- [DIRECTIONS]: Report how many lines in the records below contain the string "muddy", where case counts. Give only the number.

Records pointing to named objects
************
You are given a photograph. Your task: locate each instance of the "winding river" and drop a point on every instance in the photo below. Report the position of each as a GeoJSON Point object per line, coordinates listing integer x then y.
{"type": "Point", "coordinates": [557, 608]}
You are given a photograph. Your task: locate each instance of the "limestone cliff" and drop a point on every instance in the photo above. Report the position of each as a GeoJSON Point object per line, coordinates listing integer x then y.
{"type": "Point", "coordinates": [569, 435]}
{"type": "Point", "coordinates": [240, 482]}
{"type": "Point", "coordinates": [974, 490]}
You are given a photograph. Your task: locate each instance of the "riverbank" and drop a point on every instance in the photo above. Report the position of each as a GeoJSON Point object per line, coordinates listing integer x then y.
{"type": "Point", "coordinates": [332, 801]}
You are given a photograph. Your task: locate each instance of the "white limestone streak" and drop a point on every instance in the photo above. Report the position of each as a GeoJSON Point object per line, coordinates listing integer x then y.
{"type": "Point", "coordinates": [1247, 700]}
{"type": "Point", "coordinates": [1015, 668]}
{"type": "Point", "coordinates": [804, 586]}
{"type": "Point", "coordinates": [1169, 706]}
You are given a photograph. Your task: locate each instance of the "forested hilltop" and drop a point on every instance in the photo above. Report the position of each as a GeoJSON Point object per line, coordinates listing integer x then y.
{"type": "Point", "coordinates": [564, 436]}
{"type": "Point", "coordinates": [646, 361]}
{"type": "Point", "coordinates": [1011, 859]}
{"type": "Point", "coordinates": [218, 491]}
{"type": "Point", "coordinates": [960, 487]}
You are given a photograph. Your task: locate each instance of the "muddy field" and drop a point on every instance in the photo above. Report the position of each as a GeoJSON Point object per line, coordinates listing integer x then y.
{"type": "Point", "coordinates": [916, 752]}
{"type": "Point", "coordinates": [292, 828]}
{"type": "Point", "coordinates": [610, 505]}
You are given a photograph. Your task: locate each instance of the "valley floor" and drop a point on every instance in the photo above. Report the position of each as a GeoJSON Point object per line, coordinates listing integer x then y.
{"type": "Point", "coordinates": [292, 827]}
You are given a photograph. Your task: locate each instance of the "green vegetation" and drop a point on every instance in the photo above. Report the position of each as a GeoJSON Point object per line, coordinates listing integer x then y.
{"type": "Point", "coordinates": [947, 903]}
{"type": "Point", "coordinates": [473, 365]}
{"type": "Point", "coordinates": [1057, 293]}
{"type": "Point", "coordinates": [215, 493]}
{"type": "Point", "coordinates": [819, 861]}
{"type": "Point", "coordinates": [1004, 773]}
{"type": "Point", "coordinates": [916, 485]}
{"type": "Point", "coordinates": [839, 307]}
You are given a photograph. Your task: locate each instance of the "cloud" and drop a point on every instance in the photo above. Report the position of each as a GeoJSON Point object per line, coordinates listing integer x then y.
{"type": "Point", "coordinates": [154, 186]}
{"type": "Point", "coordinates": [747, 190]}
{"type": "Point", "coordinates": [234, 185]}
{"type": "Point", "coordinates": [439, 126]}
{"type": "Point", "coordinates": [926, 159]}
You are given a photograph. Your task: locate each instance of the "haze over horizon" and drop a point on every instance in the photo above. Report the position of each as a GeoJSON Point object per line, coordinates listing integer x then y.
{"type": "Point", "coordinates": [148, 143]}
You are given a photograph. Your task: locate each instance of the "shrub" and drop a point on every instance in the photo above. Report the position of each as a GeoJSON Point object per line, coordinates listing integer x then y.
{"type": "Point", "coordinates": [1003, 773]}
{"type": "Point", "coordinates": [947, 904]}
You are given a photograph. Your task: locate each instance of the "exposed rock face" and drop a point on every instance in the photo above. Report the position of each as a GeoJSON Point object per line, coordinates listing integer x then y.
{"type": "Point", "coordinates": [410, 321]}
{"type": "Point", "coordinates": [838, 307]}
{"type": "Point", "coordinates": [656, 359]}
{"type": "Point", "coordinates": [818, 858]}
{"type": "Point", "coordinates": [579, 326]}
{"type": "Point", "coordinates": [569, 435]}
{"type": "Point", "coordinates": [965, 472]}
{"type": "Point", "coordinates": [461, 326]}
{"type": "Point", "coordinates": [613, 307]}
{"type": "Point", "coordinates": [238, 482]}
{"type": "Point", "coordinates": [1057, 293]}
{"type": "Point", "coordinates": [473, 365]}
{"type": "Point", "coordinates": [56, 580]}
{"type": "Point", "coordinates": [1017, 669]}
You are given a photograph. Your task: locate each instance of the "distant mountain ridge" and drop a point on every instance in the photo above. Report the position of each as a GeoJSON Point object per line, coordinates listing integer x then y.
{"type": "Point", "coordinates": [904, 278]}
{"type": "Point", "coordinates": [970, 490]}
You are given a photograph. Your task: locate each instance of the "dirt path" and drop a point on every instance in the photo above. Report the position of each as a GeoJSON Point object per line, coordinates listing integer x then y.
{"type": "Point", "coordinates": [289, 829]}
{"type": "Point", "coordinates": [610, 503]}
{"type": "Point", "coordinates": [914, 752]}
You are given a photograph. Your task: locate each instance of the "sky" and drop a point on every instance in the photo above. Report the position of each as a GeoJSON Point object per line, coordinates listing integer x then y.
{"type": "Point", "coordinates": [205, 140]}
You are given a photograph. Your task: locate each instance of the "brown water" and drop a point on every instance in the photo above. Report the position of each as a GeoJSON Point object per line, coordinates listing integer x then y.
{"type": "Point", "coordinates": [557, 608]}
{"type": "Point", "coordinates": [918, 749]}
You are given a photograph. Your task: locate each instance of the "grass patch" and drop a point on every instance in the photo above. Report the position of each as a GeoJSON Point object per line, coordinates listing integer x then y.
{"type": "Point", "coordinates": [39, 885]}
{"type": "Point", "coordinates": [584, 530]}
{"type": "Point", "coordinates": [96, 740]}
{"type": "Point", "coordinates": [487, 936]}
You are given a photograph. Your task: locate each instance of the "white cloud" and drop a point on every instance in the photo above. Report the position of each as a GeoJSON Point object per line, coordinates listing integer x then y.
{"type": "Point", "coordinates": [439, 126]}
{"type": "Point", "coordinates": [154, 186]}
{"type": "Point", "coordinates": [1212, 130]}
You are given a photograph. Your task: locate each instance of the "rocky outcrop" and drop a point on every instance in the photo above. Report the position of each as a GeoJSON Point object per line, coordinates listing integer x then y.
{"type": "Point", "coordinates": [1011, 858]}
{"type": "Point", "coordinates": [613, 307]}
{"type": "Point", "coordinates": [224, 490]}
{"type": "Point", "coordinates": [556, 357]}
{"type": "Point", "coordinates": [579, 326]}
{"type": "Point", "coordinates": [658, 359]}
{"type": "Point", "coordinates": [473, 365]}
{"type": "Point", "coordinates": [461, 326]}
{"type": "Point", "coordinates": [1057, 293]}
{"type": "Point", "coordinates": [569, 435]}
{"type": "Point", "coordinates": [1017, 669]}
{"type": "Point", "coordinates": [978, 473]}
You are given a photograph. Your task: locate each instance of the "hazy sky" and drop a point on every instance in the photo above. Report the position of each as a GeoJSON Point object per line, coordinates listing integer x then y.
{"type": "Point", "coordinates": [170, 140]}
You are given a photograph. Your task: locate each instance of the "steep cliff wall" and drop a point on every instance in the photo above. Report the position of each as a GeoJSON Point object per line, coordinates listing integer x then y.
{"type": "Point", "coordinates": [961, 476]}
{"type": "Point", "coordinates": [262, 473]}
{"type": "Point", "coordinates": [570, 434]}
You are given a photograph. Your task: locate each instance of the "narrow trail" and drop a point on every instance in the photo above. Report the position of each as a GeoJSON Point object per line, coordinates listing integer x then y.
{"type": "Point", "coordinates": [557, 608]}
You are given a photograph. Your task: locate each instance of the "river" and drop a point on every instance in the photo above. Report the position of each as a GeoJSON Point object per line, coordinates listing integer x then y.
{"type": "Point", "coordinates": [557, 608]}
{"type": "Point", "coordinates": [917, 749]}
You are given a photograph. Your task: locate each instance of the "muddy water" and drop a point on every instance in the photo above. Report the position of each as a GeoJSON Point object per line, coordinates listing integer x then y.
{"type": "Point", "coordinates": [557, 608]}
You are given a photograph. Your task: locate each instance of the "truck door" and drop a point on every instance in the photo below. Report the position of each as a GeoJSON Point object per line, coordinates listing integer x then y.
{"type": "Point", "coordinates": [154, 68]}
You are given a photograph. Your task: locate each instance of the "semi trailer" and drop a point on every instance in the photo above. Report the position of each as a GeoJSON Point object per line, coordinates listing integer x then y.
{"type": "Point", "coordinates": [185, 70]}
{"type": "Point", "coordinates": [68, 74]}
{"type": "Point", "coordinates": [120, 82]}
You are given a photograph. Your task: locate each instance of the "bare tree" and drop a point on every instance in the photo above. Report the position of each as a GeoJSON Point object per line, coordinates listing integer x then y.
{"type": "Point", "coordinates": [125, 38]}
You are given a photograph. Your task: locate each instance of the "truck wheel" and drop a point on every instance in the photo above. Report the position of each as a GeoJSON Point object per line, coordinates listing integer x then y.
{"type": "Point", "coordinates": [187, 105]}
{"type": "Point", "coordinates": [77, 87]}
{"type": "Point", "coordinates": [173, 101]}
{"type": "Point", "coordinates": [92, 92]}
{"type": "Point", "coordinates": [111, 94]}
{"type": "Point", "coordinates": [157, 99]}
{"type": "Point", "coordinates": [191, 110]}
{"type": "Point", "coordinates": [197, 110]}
************
- [RESULT FOR THIS EXERCISE]: 2